--- BEGIN Excerpt ---

My question/concern would be.. Ive been in a relationship for a few years. I ve always strived to become a better person for my self and my daughters. Im a single parent although I have a significant other. I currently earned my bachelors degree and I soon will be returning back to school for my MBA. My significant other, on the other hand, didnt graduate high school. He has a million and one reasons for everything that he doesnt do, ok. I dont want to be labeled as the “nagger”, but its driving me crazy the fact that there are opportunities out there for him and he doesnt take advantage. I use to bring him information on how to obtain the GED and also info on how to obtai a trade or something. I was always willing to help out a brother. but he’s always looking for a short cut, cheap cut, whatever you want to call it. Im not his parents and sometimes I feel that Im dealing with a child that doesnt understand that he has a job to do.
Im just not really feeling where this relationship is moving. Im in need to better myself emotionally, phyically, spritiually, and this man is at a standstill.
Please advise….
HER VIEW:
It sounds like to me you already know what you need to do but you want confirmation. The question is what do you want out of your life because it sounds like you want more. I don’t think you’re going to be able to change him so you need to focus on yourself. If your daughters were dating a guy like this what would you tell them?
HIS VIEW:
I think you’ve gone past the point of being a supportive mate and have somehow ended up being his new momma. Now I’m assuming he’s not working and earning a living by the way you framed the question. If that’s the case you need to move on because it seems like you’re determined to drag him along kicking and screaming and that’s not going to end on a happy note.
If he is working and holding it down the problem may be you. Your dreams for him and his dreams for himself may be totally different and I think if he’s doing what he has to do he’s good. He shouldn’t get a college degree, Masters and PHD because you want him to get one, he has to want it for himself. It may be easier to go out and find what you want instead of trying to make him into what you want.
Harriet says
Ronnie said:
“If your daughters were dating a guy like this what would you tell them?”

--- END Excerpt ---
--- BEGIN Extracted information ---

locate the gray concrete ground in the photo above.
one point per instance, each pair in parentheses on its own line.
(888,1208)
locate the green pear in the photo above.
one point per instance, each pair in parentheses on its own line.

--- END Extracted information ---

◆ **To do**:
a: In the advice column, what degree does the writer plan to return to school for?
b: Rewrite the rows from the line with "locate the green pear in the photo above." through the end of the rows, swapping "pear" for "apple" and changing nothing else; give only those lines.
The advice column and the rows have nothing to do with each other.

◆ **Solutions to the tasks**:
a: An MBA.

b:
locate the green apple in the photo above.
one point per instance, each pair in parentheses on its own line.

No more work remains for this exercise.